### Exercise tasks:
(1) List every scientific name given in parentheses in the abstract below on bovine tuberculosis in farmland wildlife.
(2) Using the abstract below on bovine tuberculosis in farmland wildlife, decide whether each statement agrees with it: (a) bTB incidence in the British cattle herd is rising by about 18% per year; (b) two of the badgers sampled yielded positive isolates of Mycobacterium bovis; (c) the strain found in the bank vole differed from the one in cattle and badgers on the same farm. Answer yes or no for each and quote the words that decide it.

### Selected passage:
Bovine tuberculosis (Mycobacterium bovis) in British farmland wildlife: the importance to agriculture.
Mathews F., Macdonald DW., Taylor GM., Gelling M., Norman RA., Honess PE., Foster R., Gower CM., Varley S., Harris A., Palmer S., Hewinson G., Webster JP.
Bovine tuberculosis (bTB) is an important disease of cattle and an emerging infectious disease of humans. Cow- and badger-based control strategies have failed to eradicate bTB from the British cattle herd, and the incidence is rising by about 18%per year. The annual cost to taxpayers in Britain is currently 74 million UK pounds. Research has focused on the badger as a potential bTB reservoir, with little attention being paid to other mammals common on farmland. We have conducted a systematic survey of wild mammals (n=4393 individuals) present on dairy farms to explore the role of species other than badgers in the epidemiology of bTB. Cultures were prepared from 10397 samples (primarily faeces, urine and tracheal aspirates). One of the 1307 bank voles (Clethrionomys glareolus) live-sampled, and three of the 43 badgers (Meles meles), yielded positive isolates of Mycobacterium bovis. This is the first time the bacterium has been isolated from the bank vole. The strain type was the same as that found in cattle and badgers on the same farm. However, our work indicates that the mean prevalence of infectious individuals among common farmland wildlife is extremely low (the upper 95% confidence interval is < or =2.0 for all of the abundant species). Mathematical models illustrate that it is highly unlikely the disease could be maintained at such low levels. Our results suggest that these animals are relatively unimportant as reservoirs of bTB, having insufficient within-species (or within-group) transmission to sustain the infection, though occasional spill-overs from cattle or badgers may occur.

[Records from a dataset]

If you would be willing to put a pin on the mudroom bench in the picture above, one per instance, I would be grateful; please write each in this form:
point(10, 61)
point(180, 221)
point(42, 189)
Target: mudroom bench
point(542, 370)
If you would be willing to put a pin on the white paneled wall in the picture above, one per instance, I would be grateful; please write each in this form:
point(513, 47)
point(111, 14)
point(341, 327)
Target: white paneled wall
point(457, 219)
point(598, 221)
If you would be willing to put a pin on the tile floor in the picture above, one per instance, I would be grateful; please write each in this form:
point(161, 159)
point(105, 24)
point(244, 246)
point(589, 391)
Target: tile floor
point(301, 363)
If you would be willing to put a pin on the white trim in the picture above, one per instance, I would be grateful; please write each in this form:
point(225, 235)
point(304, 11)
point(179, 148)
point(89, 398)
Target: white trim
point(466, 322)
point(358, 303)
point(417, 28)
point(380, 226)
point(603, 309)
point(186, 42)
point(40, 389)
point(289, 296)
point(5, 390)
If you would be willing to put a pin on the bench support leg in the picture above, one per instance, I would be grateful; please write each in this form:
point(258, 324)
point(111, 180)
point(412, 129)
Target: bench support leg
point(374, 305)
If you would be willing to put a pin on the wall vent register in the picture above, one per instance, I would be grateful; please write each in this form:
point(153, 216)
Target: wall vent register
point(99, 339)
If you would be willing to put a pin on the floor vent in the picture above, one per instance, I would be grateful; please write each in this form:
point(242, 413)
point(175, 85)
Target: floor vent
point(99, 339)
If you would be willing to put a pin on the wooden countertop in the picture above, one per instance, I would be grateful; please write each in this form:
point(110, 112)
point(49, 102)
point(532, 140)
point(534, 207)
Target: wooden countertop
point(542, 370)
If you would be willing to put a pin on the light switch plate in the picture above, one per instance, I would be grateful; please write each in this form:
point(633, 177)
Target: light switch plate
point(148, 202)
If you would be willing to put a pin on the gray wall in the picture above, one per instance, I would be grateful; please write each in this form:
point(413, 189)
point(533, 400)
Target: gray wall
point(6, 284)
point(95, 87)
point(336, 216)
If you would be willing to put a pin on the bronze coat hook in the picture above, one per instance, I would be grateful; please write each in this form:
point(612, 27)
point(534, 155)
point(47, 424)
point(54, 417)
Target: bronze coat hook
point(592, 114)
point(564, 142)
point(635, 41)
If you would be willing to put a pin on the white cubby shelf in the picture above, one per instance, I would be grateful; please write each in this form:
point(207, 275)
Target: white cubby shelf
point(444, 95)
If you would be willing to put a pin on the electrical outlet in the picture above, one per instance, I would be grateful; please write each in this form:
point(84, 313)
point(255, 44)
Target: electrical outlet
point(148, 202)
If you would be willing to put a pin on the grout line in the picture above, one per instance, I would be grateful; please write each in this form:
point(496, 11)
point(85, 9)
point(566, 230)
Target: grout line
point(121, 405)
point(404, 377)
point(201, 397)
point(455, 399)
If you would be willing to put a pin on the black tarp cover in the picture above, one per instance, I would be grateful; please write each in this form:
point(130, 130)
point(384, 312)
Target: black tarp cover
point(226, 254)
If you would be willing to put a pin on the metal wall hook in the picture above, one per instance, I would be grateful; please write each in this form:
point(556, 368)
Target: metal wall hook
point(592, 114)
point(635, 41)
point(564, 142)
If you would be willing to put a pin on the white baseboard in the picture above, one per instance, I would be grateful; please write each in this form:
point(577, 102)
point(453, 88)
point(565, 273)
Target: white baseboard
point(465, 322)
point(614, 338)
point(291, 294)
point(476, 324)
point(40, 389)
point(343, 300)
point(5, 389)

### Per-task answers:
(1)
Mycobacterium bovis
Clethrionomys glareolus
Meles meles

(2)
(a) Yes: "the incidence is rising by about 18%per year"
(b) No: "three of the 43 badgers (Meles meles), yielded positive isolates of Mycobacterium bovis"
(c) No: "The strain type was the same as that found in cattle and badgers on the same farm."